ACTIVITY – Using the records below, transcribe word for word the stretch from the line that contains "Find the innermost point of each instance of the arch" through the line that contains "Find the innermost point of each instance of the cloud in", both end lines included, and nothing else.
[Opening EXCERPTED DATA section]
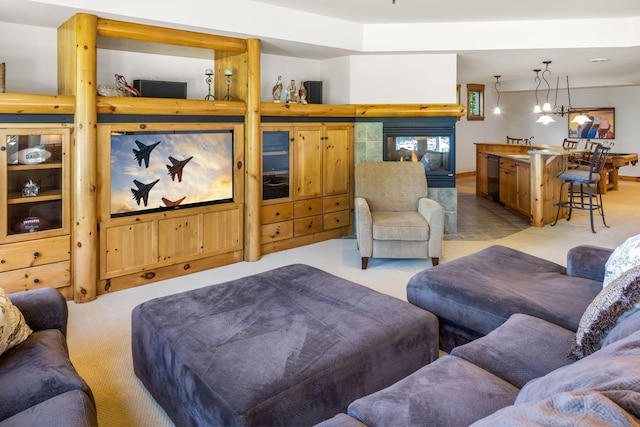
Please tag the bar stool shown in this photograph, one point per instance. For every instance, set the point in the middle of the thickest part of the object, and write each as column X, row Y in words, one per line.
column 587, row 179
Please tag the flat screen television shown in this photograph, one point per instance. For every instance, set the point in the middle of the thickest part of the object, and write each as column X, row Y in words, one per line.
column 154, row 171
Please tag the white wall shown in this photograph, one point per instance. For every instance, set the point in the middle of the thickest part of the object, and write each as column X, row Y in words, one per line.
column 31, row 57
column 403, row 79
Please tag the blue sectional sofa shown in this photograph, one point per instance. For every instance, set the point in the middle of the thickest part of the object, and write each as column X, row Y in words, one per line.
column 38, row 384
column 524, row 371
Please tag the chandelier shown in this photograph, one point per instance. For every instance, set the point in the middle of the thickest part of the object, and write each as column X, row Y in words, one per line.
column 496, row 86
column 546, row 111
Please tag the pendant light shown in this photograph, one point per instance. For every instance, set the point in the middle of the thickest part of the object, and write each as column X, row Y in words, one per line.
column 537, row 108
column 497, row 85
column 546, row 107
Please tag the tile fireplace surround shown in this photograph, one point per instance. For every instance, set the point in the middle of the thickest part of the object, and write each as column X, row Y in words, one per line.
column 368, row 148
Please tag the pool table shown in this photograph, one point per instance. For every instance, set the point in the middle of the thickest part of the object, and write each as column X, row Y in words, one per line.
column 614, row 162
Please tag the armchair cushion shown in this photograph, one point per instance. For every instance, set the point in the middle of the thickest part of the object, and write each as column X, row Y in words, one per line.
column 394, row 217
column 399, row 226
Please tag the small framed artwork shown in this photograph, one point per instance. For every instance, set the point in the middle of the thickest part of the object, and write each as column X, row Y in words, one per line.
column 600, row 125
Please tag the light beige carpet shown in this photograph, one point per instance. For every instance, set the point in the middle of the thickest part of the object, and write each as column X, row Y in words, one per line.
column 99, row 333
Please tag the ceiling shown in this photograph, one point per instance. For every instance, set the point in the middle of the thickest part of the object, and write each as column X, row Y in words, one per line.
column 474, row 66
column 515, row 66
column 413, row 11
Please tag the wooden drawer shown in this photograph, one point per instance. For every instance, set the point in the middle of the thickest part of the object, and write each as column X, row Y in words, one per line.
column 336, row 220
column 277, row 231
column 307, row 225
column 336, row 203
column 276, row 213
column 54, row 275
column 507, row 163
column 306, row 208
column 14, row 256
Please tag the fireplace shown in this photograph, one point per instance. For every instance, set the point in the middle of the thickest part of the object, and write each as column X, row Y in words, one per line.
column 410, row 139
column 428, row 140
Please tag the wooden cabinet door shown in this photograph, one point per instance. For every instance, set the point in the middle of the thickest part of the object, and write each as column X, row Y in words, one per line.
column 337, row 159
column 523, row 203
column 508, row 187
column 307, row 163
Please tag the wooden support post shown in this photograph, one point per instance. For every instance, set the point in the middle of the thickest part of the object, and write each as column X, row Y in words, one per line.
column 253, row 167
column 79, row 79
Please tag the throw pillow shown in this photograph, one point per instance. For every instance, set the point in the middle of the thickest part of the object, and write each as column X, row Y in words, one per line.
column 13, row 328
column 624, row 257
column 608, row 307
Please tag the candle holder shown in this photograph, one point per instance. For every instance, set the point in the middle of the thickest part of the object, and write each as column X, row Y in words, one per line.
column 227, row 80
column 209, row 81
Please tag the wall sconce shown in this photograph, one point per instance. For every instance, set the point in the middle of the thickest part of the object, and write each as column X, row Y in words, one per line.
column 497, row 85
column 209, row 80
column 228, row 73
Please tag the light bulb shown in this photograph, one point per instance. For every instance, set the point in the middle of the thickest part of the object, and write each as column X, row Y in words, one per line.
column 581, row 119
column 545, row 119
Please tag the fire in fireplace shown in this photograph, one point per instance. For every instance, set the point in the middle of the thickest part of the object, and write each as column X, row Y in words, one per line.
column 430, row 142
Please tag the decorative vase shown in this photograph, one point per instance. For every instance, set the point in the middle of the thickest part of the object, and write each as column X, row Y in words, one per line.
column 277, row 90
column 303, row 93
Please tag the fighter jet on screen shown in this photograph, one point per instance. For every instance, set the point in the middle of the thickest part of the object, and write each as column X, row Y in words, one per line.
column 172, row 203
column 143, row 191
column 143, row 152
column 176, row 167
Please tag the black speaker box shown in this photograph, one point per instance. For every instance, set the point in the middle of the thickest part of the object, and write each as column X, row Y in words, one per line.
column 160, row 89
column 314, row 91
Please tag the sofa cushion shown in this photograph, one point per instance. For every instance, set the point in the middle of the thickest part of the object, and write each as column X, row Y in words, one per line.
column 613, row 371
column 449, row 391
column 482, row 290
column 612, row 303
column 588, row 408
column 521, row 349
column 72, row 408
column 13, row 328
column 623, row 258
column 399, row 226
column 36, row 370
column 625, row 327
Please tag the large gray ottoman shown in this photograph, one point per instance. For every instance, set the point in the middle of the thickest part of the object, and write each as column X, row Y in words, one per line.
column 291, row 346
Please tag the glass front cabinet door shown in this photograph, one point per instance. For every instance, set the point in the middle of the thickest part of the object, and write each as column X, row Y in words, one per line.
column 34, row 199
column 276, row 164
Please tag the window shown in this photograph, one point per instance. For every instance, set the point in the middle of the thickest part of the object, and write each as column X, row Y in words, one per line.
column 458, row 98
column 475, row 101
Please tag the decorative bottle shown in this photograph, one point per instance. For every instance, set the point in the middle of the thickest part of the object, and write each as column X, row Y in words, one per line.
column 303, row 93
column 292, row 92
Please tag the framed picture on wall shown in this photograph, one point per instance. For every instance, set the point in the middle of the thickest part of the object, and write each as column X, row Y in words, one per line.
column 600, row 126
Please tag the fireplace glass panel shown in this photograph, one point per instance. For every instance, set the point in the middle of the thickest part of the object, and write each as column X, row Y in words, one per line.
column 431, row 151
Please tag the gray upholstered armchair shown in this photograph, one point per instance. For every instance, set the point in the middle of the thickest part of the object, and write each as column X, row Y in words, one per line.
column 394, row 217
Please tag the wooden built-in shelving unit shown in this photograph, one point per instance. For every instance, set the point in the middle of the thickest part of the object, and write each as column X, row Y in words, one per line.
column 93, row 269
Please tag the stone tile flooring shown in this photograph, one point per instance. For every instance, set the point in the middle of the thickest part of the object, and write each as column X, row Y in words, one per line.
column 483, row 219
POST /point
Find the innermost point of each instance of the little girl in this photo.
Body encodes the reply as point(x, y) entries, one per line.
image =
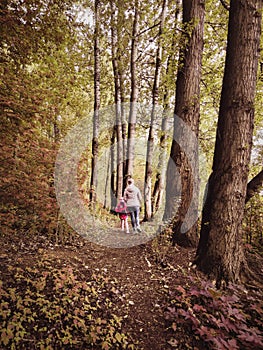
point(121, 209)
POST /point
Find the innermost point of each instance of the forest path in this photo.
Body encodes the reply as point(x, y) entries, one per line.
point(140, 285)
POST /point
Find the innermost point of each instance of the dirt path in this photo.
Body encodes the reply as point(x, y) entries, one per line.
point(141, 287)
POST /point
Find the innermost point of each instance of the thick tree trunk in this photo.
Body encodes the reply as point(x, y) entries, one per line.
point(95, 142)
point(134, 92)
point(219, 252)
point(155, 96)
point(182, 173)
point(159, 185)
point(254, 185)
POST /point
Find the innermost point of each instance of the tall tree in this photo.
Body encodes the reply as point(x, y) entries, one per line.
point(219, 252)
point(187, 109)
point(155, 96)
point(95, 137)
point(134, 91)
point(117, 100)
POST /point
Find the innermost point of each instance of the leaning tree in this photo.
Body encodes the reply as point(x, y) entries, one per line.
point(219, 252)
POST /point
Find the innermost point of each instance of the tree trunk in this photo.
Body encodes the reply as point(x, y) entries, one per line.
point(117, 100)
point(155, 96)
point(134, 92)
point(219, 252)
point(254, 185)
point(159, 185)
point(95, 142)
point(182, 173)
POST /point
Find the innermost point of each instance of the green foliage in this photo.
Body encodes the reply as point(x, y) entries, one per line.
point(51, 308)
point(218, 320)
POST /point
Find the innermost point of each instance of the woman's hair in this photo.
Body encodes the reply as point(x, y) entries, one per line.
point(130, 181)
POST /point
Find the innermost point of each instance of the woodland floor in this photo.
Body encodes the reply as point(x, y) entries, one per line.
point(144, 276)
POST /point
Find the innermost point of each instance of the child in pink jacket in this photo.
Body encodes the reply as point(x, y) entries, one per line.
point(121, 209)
[Closing EXCERPTED DATA section]
[Opening EXCERPTED DATA section]
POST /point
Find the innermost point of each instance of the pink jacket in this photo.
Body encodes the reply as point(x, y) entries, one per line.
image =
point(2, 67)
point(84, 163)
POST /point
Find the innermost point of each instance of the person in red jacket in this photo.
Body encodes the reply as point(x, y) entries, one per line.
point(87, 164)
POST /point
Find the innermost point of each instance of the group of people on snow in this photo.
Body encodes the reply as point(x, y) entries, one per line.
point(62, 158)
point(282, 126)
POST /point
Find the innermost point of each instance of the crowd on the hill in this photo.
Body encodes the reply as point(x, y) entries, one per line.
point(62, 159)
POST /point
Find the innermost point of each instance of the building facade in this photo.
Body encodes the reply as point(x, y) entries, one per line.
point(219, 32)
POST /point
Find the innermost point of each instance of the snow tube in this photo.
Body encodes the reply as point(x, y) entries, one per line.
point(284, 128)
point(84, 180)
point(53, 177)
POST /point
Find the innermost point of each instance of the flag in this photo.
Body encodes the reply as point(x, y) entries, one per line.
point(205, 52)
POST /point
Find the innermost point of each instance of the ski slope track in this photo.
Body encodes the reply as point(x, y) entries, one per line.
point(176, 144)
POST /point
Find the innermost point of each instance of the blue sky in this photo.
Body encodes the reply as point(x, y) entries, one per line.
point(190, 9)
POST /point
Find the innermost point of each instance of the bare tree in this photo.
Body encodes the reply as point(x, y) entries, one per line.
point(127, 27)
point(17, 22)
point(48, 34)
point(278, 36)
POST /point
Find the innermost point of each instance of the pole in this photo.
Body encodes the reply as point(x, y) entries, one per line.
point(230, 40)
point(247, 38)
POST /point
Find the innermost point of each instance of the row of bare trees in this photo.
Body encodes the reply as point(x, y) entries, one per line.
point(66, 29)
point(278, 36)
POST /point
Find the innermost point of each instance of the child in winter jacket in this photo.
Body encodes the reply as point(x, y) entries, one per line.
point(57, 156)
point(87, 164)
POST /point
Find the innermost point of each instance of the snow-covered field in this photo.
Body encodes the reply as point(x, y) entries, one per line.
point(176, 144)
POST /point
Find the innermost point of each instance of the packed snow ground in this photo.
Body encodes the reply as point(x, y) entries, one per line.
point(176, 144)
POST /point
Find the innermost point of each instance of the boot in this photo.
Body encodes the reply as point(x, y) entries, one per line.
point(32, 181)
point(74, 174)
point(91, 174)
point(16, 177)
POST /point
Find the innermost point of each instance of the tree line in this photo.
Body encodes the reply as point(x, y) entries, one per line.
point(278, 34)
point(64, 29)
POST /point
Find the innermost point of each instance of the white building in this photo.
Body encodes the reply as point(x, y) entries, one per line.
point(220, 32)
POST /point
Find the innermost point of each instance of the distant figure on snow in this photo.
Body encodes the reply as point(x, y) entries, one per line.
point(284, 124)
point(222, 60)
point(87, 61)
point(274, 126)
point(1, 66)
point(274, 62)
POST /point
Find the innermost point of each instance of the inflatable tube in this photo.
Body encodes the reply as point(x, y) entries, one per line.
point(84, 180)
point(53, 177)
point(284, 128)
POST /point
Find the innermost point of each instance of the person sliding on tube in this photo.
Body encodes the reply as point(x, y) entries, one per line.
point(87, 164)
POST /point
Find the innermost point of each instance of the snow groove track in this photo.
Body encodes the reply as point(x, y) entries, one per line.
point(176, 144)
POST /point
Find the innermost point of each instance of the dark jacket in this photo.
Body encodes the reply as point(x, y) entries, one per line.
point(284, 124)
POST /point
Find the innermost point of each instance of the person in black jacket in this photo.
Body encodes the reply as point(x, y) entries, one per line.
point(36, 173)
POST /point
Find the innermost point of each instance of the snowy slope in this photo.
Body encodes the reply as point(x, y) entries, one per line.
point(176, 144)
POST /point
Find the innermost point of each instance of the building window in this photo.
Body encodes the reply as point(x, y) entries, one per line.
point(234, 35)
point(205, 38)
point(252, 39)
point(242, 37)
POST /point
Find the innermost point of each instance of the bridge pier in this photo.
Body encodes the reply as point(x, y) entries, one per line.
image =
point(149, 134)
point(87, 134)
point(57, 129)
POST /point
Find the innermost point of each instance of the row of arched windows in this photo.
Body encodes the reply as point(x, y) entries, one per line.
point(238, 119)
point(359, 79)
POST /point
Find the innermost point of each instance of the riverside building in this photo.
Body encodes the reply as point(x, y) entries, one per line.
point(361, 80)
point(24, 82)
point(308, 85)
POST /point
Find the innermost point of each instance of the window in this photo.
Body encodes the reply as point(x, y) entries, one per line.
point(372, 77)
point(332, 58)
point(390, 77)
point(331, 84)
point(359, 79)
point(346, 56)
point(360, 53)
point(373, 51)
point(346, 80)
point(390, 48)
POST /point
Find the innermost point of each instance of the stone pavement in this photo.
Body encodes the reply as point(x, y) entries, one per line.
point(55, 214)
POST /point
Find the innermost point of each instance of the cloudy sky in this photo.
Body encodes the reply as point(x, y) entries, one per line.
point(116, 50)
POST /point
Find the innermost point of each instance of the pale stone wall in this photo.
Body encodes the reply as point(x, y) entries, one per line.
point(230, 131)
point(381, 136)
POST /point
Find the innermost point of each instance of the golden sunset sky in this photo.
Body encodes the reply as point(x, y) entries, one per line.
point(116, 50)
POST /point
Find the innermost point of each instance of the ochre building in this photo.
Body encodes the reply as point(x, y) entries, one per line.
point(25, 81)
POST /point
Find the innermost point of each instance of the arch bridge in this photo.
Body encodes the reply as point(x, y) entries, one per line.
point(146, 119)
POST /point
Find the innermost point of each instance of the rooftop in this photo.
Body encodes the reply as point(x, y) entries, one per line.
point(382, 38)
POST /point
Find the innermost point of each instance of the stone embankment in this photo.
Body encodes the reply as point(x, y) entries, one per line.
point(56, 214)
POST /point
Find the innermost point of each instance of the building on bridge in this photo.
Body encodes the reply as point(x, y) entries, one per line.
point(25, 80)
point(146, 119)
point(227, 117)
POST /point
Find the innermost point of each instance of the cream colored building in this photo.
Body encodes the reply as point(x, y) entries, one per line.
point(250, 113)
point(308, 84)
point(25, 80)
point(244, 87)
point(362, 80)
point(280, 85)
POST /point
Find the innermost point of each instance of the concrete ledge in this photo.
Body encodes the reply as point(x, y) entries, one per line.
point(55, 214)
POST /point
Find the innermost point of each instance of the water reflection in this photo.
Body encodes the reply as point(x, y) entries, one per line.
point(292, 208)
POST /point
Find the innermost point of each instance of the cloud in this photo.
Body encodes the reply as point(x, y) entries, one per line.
[Closing EXCERPTED DATA section]
[Opening EXCERPTED DATA section]
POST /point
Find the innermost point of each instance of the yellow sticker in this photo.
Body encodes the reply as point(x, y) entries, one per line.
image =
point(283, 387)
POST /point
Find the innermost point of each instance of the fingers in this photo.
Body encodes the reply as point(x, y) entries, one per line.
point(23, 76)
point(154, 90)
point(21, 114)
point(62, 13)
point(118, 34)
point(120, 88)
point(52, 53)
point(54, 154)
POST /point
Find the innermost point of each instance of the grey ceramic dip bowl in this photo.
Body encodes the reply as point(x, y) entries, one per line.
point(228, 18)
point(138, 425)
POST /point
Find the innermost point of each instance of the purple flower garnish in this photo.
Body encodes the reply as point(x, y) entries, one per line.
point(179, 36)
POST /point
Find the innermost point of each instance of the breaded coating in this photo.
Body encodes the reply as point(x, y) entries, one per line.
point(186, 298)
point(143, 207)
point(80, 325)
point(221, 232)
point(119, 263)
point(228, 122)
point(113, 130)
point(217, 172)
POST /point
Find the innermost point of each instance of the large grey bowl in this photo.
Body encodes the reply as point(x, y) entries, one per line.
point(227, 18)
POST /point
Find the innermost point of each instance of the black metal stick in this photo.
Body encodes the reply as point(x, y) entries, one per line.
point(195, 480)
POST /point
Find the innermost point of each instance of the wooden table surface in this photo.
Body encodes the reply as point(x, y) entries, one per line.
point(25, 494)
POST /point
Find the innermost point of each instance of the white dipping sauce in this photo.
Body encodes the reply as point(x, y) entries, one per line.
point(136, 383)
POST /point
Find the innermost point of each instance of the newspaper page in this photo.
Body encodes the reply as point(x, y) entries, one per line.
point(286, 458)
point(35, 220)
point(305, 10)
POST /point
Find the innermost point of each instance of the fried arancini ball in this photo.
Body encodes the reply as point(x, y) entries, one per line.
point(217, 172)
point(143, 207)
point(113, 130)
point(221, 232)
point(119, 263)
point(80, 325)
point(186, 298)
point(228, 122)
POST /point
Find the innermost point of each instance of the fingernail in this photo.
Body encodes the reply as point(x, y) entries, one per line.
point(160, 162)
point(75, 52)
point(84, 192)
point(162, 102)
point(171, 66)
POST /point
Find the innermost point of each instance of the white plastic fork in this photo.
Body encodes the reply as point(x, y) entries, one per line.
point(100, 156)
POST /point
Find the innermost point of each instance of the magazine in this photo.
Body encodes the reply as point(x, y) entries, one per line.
[Closing EXCERPTED DATA section]
SOLUTION TO THIS PROBLEM –
Find the innermost point of each instance of the arch bridge in this photo.
Body encodes the reply as point(x, y) entries, one per line.
point(146, 119)
POST /point
Find the innermost point of each instance of the rooftop in this photo.
Body encodes the reply as point(x, y) entries, one per line.
point(382, 38)
POST /point
Find the innermost point of each instance of the stone embankment in this photo.
Body encodes the reply as point(x, y) entries, one per line.
point(56, 214)
POST /point
Find the innermost point of each instance of the building on bridge in this photo.
Body encodes the reply as point(x, y) entries, one per line.
point(25, 80)
point(146, 119)
point(227, 117)
POST /point
Find the innermost point of each instance of the cream colored building in this photo.
Body encodes the reply as point(x, y) entries, one per line.
point(250, 113)
point(308, 84)
point(25, 80)
point(244, 87)
point(362, 80)
point(280, 85)
POST /point
Find the innermost point of each instance of the concrete ledge in this photo.
Body encodes the reply as point(x, y) entries, one per line.
point(55, 214)
POST /point
Find the innermost point of each instance of the water reflection in this photo.
Body encodes the reply as point(x, y) entries, one per line.
point(292, 208)
POST /point
Find the innermost point of each instance of the cloud in this photo.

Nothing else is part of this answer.